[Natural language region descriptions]
====
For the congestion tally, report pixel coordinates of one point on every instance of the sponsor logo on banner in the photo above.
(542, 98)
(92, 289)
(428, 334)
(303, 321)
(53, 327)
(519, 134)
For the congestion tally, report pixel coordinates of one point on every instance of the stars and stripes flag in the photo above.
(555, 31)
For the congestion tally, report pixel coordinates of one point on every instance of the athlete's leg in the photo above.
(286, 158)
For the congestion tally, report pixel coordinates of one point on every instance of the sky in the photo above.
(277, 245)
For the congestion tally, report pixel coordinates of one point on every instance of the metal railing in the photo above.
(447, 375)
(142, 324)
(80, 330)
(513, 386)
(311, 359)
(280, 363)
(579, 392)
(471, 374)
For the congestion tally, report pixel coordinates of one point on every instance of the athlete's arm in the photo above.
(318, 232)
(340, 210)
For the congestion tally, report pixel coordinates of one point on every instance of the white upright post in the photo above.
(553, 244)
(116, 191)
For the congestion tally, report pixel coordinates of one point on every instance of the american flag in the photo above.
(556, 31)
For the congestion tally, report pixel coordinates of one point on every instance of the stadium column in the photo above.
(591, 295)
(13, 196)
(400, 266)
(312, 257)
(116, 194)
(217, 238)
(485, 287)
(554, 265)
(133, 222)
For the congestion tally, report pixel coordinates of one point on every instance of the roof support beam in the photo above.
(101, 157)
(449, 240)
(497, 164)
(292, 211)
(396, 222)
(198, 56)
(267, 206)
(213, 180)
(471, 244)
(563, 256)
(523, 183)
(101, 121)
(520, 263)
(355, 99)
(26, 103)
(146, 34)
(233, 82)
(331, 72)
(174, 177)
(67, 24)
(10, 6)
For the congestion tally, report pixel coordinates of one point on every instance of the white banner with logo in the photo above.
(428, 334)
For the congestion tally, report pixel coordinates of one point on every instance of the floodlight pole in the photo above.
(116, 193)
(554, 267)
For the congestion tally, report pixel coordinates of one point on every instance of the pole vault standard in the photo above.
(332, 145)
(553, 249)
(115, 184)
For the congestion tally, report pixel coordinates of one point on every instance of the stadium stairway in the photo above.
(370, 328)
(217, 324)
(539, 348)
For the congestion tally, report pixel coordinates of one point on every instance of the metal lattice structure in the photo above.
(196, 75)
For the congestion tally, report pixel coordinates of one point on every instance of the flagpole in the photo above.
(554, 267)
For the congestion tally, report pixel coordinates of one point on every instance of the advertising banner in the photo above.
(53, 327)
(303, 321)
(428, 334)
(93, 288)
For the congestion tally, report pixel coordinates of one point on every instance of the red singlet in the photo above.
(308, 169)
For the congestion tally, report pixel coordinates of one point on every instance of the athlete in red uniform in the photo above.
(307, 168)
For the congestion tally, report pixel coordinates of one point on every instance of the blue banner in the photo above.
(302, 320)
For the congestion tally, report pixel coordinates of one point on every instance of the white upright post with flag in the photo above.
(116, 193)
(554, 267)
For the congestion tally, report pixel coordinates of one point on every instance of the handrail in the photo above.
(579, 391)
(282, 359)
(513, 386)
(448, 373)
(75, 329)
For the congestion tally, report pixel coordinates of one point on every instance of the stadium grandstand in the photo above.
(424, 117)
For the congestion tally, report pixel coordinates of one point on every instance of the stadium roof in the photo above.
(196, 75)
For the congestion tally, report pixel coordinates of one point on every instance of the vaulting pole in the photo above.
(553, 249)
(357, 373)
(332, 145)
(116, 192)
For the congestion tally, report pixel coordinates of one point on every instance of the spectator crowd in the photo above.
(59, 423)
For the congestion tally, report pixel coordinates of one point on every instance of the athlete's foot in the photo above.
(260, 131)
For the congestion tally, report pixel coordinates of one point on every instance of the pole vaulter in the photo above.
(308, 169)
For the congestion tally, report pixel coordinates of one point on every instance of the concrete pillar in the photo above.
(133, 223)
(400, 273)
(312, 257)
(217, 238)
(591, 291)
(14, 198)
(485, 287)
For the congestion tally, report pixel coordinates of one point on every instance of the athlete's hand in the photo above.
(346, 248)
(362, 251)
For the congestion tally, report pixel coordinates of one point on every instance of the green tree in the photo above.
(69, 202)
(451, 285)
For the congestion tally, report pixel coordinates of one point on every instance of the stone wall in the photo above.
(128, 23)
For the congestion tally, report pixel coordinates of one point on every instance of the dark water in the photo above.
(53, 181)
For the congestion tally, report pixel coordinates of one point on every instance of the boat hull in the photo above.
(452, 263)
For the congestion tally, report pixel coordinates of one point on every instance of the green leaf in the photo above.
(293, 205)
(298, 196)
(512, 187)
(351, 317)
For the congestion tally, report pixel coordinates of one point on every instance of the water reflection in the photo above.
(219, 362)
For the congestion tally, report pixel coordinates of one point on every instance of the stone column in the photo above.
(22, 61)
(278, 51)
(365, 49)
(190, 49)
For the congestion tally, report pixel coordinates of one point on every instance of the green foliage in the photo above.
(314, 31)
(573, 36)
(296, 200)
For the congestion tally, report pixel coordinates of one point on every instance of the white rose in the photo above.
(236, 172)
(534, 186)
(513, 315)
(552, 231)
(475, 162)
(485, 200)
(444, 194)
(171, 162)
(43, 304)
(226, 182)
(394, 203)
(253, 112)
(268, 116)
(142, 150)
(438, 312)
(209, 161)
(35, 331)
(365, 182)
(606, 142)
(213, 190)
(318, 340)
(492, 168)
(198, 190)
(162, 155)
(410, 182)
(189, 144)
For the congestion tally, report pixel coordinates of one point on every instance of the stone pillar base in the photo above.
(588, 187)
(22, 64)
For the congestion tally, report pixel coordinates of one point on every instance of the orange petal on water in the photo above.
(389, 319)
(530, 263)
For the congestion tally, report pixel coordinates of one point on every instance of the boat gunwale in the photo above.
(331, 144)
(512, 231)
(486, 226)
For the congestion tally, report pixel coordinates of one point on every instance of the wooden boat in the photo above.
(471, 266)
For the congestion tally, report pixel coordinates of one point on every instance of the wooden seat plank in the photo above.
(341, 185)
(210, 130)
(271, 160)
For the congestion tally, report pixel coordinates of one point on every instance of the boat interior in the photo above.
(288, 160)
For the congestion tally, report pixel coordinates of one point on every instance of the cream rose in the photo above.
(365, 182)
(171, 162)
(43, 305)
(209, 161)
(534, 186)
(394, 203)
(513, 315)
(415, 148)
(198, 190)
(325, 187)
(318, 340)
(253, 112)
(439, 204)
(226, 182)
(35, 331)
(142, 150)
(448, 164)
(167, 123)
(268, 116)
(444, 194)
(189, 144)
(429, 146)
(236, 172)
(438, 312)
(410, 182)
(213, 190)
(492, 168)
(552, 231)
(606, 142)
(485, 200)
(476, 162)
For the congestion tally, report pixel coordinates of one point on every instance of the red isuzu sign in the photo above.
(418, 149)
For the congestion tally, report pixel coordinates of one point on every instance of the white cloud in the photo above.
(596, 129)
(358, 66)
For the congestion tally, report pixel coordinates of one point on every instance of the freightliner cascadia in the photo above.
====
Can you quote exactly the lines from the one containing "cloud in the photo above." through the last line of the records above, and nothing else?

# SOLUTION TO THE PROBLEM
For the congestion tally, report pixel coordinates of one point on every instance of the white cloud in the photo above.
(596, 129)
(358, 66)
For the congestion tally, report pixel coordinates of one point on every instance of the freightliner cascadia in the photo above.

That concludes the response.